§ Work order:
Look at the entries below and restate word for word the lines from the first through the one that has "Where can the green".
──────── Data for this task ────────
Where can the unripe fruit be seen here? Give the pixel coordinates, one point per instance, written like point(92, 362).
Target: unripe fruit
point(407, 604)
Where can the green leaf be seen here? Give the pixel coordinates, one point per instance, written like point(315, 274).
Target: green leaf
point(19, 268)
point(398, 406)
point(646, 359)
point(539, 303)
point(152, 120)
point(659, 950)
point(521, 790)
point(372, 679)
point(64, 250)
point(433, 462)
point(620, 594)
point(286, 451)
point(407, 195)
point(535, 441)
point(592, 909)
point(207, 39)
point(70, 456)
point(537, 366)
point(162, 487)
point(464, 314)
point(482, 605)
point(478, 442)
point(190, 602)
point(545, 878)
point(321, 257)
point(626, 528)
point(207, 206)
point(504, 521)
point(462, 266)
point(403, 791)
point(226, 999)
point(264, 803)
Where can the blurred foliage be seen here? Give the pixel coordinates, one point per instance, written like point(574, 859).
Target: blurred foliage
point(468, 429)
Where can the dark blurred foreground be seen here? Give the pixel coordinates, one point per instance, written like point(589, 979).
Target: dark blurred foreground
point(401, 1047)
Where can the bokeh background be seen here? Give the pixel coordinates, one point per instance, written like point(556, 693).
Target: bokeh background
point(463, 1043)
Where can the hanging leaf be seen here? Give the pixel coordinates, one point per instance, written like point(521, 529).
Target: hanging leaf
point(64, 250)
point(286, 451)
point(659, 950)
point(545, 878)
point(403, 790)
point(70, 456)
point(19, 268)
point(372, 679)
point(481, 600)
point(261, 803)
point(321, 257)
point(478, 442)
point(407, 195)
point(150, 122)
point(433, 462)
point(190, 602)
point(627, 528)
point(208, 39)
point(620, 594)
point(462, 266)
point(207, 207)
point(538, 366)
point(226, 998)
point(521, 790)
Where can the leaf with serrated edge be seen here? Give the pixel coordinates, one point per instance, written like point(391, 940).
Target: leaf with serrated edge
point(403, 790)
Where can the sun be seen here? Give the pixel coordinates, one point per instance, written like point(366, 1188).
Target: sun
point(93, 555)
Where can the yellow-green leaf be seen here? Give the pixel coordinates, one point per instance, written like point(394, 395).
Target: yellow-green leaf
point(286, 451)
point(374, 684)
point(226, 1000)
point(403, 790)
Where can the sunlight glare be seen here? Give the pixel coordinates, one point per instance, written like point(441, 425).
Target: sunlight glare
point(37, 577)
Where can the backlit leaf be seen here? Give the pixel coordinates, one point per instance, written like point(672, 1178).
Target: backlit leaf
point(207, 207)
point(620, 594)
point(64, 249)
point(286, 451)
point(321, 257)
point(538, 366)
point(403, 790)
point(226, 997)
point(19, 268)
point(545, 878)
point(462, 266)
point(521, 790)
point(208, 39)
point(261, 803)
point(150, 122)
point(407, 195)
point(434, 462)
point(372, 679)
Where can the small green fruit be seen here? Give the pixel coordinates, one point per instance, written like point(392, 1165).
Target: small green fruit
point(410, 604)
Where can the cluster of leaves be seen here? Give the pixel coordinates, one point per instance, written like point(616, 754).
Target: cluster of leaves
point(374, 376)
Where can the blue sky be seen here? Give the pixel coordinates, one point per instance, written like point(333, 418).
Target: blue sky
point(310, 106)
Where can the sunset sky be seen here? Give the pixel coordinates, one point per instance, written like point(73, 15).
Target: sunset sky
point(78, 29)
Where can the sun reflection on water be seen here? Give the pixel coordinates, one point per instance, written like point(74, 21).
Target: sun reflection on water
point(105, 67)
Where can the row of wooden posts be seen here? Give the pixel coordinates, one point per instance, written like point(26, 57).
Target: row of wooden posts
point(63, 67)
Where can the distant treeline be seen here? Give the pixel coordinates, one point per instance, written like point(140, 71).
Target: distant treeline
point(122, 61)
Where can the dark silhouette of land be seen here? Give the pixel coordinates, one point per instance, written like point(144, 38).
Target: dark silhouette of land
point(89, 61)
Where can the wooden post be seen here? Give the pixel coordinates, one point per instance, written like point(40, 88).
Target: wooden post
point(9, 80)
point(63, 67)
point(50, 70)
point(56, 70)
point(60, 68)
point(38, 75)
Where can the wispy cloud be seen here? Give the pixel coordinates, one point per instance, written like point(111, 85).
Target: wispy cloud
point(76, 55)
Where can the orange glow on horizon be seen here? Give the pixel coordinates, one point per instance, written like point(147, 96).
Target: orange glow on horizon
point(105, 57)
────────
§ Answer to this exercise:
Where can the unripe fruit be seen here? Give the pixel coordinates, one point per instance, written like point(92, 362).
Target: unripe fruit
point(407, 604)
Where can the green leaf be seen here? Give the pixel coordinates, one point per instance, written like point(315, 274).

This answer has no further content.